▶ _EXERCISE PROMPT_:
Produce an exact copy of the lines from the line containing "the child wearing" through the last line of the entries below, and only those lines.

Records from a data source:
+ + +

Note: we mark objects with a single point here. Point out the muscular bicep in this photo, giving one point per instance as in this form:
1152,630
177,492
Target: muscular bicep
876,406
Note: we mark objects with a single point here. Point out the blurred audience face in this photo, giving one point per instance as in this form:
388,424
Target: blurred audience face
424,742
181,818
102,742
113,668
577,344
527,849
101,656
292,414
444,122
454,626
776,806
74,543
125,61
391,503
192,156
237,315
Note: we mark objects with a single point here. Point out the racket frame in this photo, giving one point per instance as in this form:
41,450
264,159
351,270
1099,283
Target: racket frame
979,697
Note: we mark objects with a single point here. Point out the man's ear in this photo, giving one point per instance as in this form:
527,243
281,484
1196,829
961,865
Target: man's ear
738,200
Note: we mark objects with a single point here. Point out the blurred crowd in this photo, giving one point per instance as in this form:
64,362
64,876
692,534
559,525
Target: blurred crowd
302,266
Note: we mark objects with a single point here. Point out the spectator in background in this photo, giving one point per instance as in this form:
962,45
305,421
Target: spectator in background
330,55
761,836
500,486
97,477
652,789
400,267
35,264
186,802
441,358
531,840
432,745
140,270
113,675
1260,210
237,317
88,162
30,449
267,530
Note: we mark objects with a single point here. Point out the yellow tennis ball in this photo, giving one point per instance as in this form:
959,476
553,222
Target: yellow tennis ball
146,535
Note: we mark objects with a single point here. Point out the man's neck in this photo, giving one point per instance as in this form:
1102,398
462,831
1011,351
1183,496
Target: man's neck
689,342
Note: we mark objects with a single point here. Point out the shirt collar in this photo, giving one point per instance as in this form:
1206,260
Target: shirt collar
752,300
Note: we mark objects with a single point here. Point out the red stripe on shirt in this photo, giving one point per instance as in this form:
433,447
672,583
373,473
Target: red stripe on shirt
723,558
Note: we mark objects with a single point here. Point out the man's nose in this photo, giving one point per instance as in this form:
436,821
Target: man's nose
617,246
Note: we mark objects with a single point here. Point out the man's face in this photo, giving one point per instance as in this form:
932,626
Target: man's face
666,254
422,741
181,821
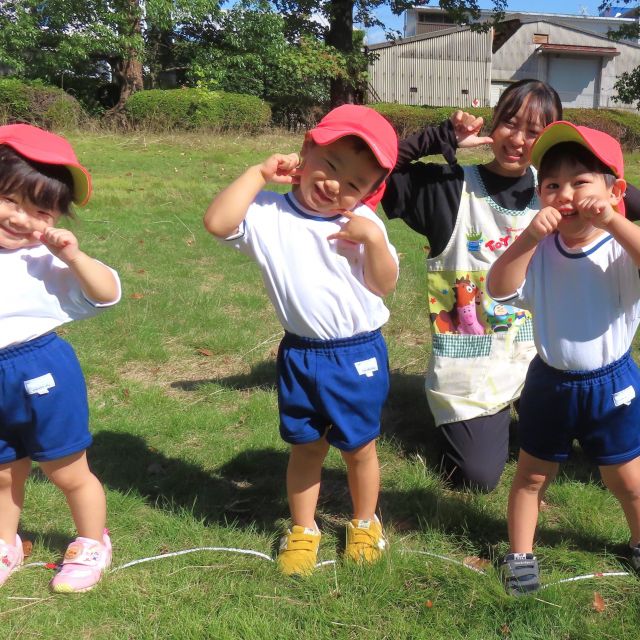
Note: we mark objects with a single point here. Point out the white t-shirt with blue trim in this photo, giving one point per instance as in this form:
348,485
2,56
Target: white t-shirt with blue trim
585,302
316,285
38,292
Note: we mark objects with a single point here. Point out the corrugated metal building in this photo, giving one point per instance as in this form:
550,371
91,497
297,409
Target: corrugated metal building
460,67
451,66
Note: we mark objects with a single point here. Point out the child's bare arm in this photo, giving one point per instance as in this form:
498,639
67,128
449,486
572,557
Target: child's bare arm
602,215
229,208
508,272
96,279
380,268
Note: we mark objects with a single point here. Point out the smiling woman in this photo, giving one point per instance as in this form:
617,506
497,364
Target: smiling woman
470,215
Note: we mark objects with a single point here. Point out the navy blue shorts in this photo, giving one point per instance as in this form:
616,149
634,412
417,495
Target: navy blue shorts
600,408
332,387
44,414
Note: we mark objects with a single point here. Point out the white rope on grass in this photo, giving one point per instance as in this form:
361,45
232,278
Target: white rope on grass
173,554
598,575
324,563
447,559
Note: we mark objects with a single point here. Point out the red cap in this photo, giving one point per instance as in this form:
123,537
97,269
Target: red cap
602,145
364,122
45,147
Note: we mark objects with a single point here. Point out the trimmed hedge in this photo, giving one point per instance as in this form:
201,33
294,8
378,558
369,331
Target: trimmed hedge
622,125
195,109
38,104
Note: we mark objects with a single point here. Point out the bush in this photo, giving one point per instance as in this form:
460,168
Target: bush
38,104
622,125
195,109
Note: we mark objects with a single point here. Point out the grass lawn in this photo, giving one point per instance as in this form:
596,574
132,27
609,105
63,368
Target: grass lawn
181,382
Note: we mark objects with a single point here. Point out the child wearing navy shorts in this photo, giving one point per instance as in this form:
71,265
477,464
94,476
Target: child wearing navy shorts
46,281
326,262
576,268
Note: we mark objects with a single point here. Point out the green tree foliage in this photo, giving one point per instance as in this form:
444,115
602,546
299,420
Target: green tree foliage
333,21
247,51
91,47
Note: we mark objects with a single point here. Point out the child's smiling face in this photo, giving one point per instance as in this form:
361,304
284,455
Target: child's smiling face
19,218
336,176
565,187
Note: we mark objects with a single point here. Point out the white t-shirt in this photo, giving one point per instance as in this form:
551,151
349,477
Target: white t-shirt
316,285
585,302
38,292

+ + +

▶ _SOLUTION TO THE PROBLEM_:
Note: we mark objects with a single point here. Point out the child wearing navy shorts in this photo, giving one point per instance as in this form:
71,265
477,464
94,476
Target: child wearing navy shorts
46,281
326,262
576,268
Note: we mark objects with a single point here. Point out the green tree foliage in this photo, giving one point per instance as in this form:
444,115
602,546
299,420
Target: green tree foliage
333,21
247,51
91,47
Note: we mark objects with a single point here. Point out the child's smiling face in this photo, giving one point per instance as in this form:
361,304
284,455
Target: child's smiling face
19,218
336,176
565,187
Note: we mark objects with a single point here. Point out the white t-shirt in this photo, giving one point per instance as in this form:
551,151
349,477
Target: white t-shirt
316,285
585,302
38,292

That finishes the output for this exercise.